◆ Short exercise a ◆
Retype the Loppybogymi article in full, word for word.

◆ Text extract ◆
- Also known as: Loppy
- Origin: Mobile, Alabama, United States
- Genres: Alternative metal
- Years active: 1988–1994

= Loppybogymi =

Loppybogymi (pronounced LAH-pee-bow-JYE-me, often just shortened to "Loppy") was a Mobile, Alabama-based alternative metal band made up of Tim Ramenofsky (vocals, guitar), James Orr (bass, vocals), and Gregory Slay (drums, vocals).

==History==

===Formation===

Loppybogymi was formed in Mobile, Alabama by Tim Ramenofsky, James Orr, and Gregory Slay in 1988. Frustrated by lack of national exposure the band relocated to Nashville, Tennessee in September 1991.

===Disbandment===

The band broke up in 1994. Gregory Slay went on to join Remy Zero. Tim Ramenofsky relocated to Hattiesburg, MS and founded the independent record label, T-Bones Records, most notable for releasing Afroman's first two albums, Because I Got High and Sell Your Dope.

[Data listing]
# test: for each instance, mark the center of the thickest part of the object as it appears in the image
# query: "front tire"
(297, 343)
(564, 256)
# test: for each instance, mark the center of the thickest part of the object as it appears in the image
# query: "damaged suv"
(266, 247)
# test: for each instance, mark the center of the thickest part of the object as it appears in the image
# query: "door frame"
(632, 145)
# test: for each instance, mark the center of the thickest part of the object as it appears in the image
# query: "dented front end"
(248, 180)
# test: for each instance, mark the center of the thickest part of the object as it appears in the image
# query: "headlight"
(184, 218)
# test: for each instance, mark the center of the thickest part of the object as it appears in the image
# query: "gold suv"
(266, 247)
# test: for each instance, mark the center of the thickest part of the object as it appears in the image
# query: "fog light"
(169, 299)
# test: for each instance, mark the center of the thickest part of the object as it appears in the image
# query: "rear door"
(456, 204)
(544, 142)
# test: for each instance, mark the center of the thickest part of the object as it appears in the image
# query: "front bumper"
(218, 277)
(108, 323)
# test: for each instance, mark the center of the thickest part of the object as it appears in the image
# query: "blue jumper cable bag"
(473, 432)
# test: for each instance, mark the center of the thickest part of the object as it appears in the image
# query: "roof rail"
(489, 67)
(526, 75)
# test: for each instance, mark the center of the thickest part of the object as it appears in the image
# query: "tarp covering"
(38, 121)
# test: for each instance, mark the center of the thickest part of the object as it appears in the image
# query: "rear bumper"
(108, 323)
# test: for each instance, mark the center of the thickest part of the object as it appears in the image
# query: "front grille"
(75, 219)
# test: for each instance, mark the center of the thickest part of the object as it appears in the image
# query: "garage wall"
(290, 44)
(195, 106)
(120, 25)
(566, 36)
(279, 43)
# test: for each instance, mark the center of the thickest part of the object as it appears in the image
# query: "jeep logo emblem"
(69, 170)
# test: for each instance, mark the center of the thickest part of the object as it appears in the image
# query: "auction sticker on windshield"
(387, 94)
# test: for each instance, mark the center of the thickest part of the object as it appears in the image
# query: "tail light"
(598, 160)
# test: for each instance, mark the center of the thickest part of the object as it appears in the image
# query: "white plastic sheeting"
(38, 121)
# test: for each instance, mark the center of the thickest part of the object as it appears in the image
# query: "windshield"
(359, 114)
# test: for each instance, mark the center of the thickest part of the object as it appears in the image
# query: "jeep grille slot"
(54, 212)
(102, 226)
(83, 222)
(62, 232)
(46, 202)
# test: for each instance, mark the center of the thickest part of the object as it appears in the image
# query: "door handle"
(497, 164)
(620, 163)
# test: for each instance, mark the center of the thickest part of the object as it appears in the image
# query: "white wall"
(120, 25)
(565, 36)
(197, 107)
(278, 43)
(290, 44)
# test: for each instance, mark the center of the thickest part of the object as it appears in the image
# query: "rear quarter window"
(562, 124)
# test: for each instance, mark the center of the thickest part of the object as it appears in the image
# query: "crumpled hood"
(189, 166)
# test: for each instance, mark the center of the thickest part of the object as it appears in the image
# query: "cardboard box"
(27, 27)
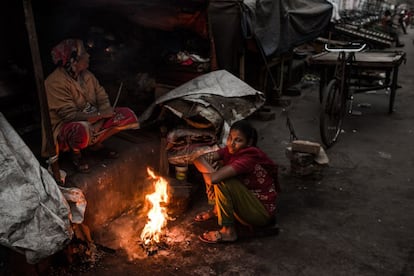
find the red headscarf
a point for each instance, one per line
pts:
(65, 51)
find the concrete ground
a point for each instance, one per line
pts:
(354, 218)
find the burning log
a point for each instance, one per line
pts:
(154, 229)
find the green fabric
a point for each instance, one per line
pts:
(233, 198)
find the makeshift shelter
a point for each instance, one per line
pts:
(223, 24)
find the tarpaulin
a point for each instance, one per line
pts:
(34, 215)
(218, 96)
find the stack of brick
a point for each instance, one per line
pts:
(302, 155)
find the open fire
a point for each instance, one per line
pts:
(157, 215)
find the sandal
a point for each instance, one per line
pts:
(80, 163)
(215, 237)
(104, 151)
(206, 215)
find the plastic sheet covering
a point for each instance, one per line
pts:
(226, 96)
(280, 25)
(34, 214)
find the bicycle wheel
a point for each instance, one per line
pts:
(332, 113)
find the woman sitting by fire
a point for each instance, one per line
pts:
(244, 189)
(80, 112)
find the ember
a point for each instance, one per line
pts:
(157, 215)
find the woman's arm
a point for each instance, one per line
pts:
(209, 173)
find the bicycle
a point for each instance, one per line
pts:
(336, 95)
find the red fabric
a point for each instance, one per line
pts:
(74, 135)
(257, 171)
(79, 135)
(123, 117)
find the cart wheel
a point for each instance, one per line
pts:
(332, 113)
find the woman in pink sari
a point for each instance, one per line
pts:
(80, 112)
(243, 189)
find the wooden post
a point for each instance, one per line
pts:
(38, 73)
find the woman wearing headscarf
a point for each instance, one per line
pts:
(80, 112)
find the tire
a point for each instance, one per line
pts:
(332, 113)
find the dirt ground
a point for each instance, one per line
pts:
(354, 218)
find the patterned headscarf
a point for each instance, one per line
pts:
(66, 51)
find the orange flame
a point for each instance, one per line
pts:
(157, 215)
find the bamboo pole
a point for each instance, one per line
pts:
(38, 73)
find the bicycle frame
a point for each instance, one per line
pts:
(336, 95)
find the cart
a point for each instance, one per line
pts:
(344, 73)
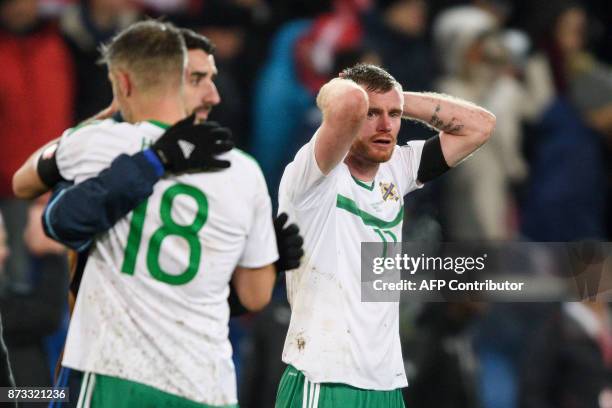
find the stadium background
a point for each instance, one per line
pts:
(541, 66)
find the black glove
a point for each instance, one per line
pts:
(187, 146)
(289, 244)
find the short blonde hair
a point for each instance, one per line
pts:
(153, 51)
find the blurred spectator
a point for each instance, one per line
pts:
(263, 366)
(569, 362)
(29, 316)
(85, 25)
(6, 375)
(303, 57)
(396, 30)
(36, 103)
(445, 365)
(571, 94)
(478, 68)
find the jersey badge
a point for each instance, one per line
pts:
(389, 191)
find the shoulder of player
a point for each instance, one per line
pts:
(91, 127)
(243, 160)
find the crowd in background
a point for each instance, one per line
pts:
(542, 67)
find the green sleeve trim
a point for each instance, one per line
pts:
(368, 219)
(362, 184)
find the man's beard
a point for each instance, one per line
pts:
(365, 152)
(202, 112)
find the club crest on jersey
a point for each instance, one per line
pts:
(389, 191)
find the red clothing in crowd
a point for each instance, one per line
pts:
(36, 96)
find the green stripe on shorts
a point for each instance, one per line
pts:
(296, 391)
(102, 391)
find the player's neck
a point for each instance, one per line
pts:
(167, 110)
(361, 169)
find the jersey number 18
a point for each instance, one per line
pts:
(169, 227)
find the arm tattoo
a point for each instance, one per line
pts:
(450, 127)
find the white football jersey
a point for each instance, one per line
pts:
(152, 305)
(333, 336)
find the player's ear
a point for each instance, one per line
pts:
(126, 83)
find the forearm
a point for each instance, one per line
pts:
(344, 105)
(463, 126)
(448, 114)
(77, 213)
(27, 184)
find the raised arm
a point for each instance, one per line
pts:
(27, 181)
(344, 105)
(463, 126)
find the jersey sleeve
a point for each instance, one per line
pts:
(410, 159)
(82, 153)
(303, 183)
(260, 249)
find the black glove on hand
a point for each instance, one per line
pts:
(289, 244)
(187, 146)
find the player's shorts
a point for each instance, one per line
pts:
(296, 391)
(102, 391)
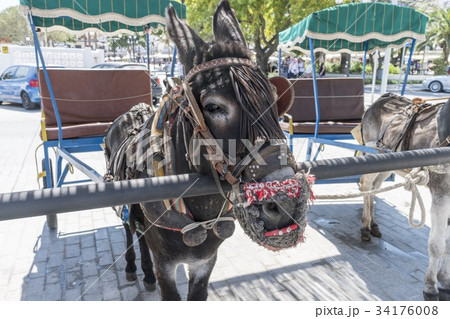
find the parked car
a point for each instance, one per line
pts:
(19, 84)
(156, 85)
(437, 83)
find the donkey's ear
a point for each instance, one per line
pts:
(189, 44)
(225, 25)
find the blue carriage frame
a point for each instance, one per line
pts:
(65, 148)
(310, 34)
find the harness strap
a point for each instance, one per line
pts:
(200, 128)
(446, 142)
(222, 62)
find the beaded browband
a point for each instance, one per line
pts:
(222, 62)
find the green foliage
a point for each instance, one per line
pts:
(61, 37)
(261, 20)
(13, 26)
(394, 69)
(356, 67)
(335, 67)
(440, 66)
(438, 30)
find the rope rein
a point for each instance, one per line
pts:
(418, 176)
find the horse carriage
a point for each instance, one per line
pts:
(220, 122)
(393, 123)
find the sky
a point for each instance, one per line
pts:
(8, 3)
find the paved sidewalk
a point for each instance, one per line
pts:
(83, 259)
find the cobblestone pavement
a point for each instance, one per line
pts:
(83, 259)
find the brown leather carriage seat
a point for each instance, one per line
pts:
(89, 100)
(341, 102)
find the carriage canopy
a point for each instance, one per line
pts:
(346, 28)
(106, 16)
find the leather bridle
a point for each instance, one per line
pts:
(221, 165)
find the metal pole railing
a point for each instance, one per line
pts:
(75, 198)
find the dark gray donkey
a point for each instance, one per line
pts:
(221, 121)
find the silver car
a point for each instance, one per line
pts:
(437, 83)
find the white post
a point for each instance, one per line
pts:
(374, 72)
(387, 58)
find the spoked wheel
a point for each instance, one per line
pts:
(52, 219)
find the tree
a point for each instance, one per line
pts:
(438, 31)
(13, 26)
(261, 20)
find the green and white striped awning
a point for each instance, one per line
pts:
(345, 28)
(107, 16)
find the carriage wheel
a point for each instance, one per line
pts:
(52, 219)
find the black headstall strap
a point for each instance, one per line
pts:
(223, 166)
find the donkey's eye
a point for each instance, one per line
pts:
(212, 108)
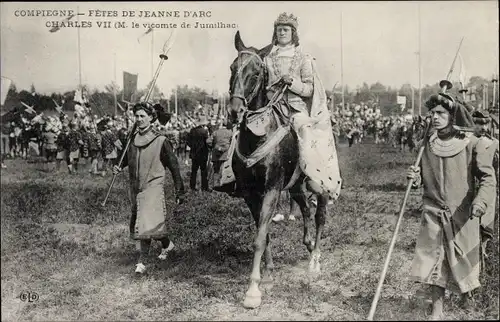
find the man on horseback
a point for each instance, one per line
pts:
(304, 105)
(284, 141)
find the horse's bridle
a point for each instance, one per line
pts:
(237, 78)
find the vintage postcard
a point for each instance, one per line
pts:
(249, 160)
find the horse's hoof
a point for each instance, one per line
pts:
(252, 301)
(266, 279)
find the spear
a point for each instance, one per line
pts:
(445, 85)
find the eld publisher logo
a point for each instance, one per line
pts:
(29, 297)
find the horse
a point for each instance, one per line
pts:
(260, 182)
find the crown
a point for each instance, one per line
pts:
(284, 19)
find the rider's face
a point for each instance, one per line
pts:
(143, 119)
(284, 34)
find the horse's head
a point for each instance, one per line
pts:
(248, 76)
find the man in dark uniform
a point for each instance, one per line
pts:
(198, 140)
(482, 121)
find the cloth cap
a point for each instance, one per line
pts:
(285, 19)
(462, 118)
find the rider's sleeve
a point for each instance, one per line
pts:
(303, 83)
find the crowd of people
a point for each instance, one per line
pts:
(98, 141)
(357, 121)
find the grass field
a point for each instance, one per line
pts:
(59, 242)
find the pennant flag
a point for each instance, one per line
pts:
(170, 41)
(62, 22)
(4, 89)
(129, 86)
(401, 100)
(58, 107)
(462, 75)
(120, 106)
(144, 34)
(28, 109)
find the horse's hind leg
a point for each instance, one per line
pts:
(253, 296)
(314, 263)
(254, 203)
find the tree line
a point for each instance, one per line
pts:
(102, 102)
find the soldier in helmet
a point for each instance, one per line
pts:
(147, 157)
(482, 120)
(199, 141)
(459, 184)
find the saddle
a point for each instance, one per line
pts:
(258, 121)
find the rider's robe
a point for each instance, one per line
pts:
(310, 117)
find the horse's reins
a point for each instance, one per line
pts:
(238, 79)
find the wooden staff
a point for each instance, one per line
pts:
(445, 85)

◆ Short exercise b ◆
How many lines in the listing contain the string "windshield"? Reply with the number only.

◆ Final result a ◆
- Also known as: Loppy
- Origin: Mobile, Alabama, United States
- Genres: Alternative metal
- Years active: 1988–1994

= Loppybogymi =

Loppybogymi (pronounced LAH-pee-bow-JYE-me, often just shortened to "Loppy") was a Mobile, Alabama-based alternative metal band made up of Tim Ramenofsky (vocals, guitar), James Orr (bass, vocals), and Gregory Slay (drums, vocals).

==History==

===Formation===

Loppybogymi was formed in Mobile, Alabama by Tim Ramenofsky, James Orr, and Gregory Slay in 1988. Frustrated by lack of national exposure the band relocated to Nashville, Tennessee in September 1991.

===Disbandment===

The band broke up in 1994. Gregory Slay went on to join Remy Zero. Tim Ramenofsky relocated to Hattiesburg, MS and founded the independent record label, T-Bones Records, most notable for releasing Afroman's first two albums, Because I Got High and Sell Your Dope.

◆ Final result b ◆
2